**Exercise instructions**
Would you please transcribe the records below from the line with "detect the froth" through their final line, exactly and with no other lines?

╭─ Dataset content

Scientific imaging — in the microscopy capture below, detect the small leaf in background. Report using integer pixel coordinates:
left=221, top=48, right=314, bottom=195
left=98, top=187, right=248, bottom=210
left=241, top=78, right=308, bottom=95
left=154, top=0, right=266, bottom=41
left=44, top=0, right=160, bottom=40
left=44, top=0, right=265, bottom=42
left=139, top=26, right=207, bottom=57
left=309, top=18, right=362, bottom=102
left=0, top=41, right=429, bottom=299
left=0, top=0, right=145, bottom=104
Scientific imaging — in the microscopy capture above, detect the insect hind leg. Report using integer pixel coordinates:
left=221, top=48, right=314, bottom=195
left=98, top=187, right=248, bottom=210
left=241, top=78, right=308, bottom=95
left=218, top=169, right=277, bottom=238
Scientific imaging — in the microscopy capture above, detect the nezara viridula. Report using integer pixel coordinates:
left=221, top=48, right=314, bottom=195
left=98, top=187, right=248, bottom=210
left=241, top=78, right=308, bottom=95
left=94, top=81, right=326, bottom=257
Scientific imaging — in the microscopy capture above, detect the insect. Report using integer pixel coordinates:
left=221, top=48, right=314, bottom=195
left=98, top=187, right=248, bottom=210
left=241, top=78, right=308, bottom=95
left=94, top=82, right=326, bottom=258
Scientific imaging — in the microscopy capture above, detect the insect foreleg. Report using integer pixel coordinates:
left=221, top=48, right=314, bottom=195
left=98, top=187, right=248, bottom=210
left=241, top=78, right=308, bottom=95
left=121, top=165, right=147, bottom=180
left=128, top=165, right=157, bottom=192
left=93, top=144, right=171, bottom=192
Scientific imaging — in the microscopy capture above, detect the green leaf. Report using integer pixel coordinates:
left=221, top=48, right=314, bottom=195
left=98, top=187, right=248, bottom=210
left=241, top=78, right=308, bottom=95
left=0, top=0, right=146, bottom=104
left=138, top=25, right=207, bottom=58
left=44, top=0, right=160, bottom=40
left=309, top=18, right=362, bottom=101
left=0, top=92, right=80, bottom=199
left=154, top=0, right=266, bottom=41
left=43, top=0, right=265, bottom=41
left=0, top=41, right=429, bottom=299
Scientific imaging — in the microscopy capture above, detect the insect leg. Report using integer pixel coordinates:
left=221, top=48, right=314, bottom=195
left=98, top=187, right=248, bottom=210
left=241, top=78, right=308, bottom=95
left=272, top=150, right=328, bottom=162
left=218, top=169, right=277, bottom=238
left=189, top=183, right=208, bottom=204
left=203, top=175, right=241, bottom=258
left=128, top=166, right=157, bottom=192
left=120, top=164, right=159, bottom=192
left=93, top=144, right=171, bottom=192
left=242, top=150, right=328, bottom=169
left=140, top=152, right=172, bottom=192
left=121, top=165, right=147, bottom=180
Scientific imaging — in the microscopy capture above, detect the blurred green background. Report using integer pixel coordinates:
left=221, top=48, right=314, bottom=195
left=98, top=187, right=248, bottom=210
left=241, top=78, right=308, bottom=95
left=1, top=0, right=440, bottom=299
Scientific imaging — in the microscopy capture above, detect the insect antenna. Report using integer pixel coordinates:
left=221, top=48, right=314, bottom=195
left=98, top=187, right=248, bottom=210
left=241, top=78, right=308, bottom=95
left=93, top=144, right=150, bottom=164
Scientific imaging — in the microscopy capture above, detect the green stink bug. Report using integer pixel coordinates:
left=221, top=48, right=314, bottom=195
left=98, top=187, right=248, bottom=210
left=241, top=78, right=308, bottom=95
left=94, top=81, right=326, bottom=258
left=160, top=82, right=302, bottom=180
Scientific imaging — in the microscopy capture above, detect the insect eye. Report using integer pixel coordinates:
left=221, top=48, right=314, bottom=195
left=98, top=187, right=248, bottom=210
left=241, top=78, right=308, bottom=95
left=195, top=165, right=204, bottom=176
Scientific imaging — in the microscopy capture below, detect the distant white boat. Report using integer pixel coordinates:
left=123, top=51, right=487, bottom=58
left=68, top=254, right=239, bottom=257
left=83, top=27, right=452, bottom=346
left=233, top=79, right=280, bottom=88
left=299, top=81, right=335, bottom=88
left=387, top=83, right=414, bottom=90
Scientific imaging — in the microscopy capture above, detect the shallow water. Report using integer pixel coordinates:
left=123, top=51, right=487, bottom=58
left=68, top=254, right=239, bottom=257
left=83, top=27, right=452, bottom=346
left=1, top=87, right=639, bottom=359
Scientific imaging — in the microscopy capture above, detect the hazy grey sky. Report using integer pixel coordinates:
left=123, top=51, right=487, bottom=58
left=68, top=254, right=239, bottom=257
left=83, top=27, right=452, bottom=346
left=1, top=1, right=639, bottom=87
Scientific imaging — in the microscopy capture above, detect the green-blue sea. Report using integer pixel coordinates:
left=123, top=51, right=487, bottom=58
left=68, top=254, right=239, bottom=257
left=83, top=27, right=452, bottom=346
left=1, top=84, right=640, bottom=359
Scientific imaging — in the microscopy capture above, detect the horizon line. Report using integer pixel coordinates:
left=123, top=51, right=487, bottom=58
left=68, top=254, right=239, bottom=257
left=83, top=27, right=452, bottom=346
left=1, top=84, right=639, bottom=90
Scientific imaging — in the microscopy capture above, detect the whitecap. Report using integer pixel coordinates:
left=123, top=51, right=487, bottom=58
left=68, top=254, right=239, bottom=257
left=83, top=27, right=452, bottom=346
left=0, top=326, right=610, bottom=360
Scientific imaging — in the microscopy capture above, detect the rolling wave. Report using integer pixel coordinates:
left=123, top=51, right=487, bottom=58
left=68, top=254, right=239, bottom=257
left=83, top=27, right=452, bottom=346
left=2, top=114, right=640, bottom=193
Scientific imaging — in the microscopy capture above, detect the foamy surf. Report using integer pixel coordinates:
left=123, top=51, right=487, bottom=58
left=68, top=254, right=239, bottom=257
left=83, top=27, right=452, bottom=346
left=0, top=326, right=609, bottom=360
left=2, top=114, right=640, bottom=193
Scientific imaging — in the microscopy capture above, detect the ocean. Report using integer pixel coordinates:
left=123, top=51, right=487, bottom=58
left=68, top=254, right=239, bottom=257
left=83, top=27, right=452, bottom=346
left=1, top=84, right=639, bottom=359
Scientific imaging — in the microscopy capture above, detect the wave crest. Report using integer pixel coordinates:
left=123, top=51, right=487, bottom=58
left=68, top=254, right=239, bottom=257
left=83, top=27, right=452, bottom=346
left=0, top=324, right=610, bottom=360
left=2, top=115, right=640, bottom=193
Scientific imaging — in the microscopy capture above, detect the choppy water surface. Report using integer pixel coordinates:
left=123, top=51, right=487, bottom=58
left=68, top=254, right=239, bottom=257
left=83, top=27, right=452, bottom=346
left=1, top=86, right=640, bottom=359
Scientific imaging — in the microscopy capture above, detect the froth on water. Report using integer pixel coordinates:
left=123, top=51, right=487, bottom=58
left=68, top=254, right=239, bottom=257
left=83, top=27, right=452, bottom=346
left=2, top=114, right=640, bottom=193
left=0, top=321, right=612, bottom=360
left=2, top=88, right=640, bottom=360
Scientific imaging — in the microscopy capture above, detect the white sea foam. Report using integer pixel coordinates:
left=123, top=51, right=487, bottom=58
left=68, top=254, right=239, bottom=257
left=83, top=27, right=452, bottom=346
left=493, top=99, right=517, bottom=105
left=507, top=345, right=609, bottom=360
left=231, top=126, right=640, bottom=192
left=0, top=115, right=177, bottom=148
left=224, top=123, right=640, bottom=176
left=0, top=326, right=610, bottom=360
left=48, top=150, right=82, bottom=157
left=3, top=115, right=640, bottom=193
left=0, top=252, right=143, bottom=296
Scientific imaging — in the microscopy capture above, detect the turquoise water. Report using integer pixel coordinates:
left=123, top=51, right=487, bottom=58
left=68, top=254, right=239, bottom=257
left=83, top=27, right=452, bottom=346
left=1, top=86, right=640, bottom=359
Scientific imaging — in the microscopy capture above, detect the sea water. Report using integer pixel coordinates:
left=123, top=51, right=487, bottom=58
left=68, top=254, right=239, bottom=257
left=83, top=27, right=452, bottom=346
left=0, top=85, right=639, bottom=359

╰─

**Result of the exercise**
Scientific imaging — in the microscopy capture above, detect the froth on water. Report using integer pixel coordinates:
left=123, top=51, right=487, bottom=58
left=68, top=254, right=239, bottom=257
left=83, top=27, right=452, bottom=346
left=2, top=114, right=640, bottom=193
left=0, top=321, right=612, bottom=360
left=2, top=88, right=640, bottom=360
Scientific imaging — in the microscopy capture above, detect the white sea foam. Report using integer pixel coordinates:
left=123, top=51, right=487, bottom=58
left=68, top=254, right=239, bottom=257
left=83, top=27, right=452, bottom=346
left=493, top=99, right=517, bottom=105
left=507, top=345, right=609, bottom=360
left=231, top=126, right=640, bottom=192
left=0, top=115, right=177, bottom=148
left=224, top=123, right=640, bottom=176
left=0, top=326, right=610, bottom=360
left=48, top=150, right=82, bottom=157
left=3, top=115, right=640, bottom=193
left=0, top=252, right=143, bottom=296
Scientific imaging — in the microscopy capture above, detect the turquoise water. Report using integer pixel coordinates:
left=123, top=51, right=487, bottom=58
left=68, top=254, right=239, bottom=257
left=83, top=27, right=452, bottom=346
left=1, top=86, right=640, bottom=359
Scientific imaging — in the microscopy capture above, detect the sea water. Report using integer pixel coordinates:
left=123, top=51, right=487, bottom=58
left=68, top=254, right=239, bottom=257
left=83, top=27, right=452, bottom=346
left=0, top=85, right=639, bottom=359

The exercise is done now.